* [Requirement 1] In the passage on Brazilian metal, which Angra album drew many comparisons to Helloween and Iron Maiden?
* [Requirement 2] Rewrite the passage on Brazilian metal between "On Brazilian band" and "Brazil's metal scene.", inclusive, changing "lead guitar player" to "lead guitarist".

* [Passage for review]
On Brazilian band Angra's concept album, Holy Land, lead guitar player Kiko Loureiro said that, when composing for their second album, the MPB influence "came naturally". Despite this statement there was, indeed, a concerted effort by the group to explore their Brazilian musical identity. It was partly a response to the criticism directed towards Angels Cry (1994), which drew many comparisons to Helloween, Iron Maiden and others. Holy Land and Sepultura's Roots were released a month apart from each other, and they both highlighted a major moment for Brazil's metal scene.

Although it became a popular trend in the 1990s, the mixing of metal and percussion remains a controversial topic in the Brazilian scene. One example is the "tribal" thrash metal of Krucipha, which takes inspiration from Pernambuco's maracatu through the states' manguebeat movement. The band's music still divides opinions, enraging metal purists.

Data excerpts
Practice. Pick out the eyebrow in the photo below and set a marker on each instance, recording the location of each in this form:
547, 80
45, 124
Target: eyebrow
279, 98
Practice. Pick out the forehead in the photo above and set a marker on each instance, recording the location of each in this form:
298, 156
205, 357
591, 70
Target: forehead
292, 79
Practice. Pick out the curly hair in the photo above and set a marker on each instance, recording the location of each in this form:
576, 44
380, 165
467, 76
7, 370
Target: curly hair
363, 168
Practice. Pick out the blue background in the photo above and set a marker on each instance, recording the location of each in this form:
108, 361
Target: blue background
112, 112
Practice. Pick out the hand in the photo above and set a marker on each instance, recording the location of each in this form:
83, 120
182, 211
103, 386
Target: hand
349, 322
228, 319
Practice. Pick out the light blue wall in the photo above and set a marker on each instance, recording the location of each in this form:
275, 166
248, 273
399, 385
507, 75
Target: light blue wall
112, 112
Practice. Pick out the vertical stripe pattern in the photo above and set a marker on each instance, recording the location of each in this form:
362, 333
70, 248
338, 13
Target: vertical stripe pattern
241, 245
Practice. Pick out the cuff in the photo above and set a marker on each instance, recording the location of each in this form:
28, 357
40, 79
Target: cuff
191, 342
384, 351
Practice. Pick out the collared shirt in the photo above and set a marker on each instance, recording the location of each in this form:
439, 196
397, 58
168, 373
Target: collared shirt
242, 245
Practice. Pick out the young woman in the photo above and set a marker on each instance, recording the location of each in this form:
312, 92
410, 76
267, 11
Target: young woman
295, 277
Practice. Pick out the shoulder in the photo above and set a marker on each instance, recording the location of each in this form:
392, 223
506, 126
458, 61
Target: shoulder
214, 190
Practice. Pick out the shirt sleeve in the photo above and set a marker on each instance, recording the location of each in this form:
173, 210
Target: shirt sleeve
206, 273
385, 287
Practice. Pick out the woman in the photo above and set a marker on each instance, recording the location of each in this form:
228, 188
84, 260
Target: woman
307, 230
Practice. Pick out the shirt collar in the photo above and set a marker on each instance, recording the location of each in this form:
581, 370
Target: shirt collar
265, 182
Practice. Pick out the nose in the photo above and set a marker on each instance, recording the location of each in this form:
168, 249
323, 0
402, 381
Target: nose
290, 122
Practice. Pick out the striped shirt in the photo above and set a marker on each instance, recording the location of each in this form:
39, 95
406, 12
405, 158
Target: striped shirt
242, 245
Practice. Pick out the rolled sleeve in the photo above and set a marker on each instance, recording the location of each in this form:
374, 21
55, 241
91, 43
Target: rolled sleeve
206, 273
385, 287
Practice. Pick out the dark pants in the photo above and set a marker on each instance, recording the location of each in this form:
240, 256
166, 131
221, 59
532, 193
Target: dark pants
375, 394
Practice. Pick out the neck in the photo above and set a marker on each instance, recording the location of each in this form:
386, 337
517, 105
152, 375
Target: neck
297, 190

* [Written answer 1] Angels Cry (1994)

* [Written answer 2]
On Brazilian band Angra's concept album, Holy Land, lead guitarist Kiko Loureiro said that, when composing for their second album, the MPB influence "came naturally". Despite this statement there was, indeed, a concerted effort by the group to explore their Brazilian musical identity. It was partly a response to the criticism directed towards Angels Cry (1994), which drew many comparisons to Helloween, Iron Maiden and others. Holy Land and Sepultura's Roots were released a month apart from each other, and they both highlighted a major moment for Brazil's metal scene.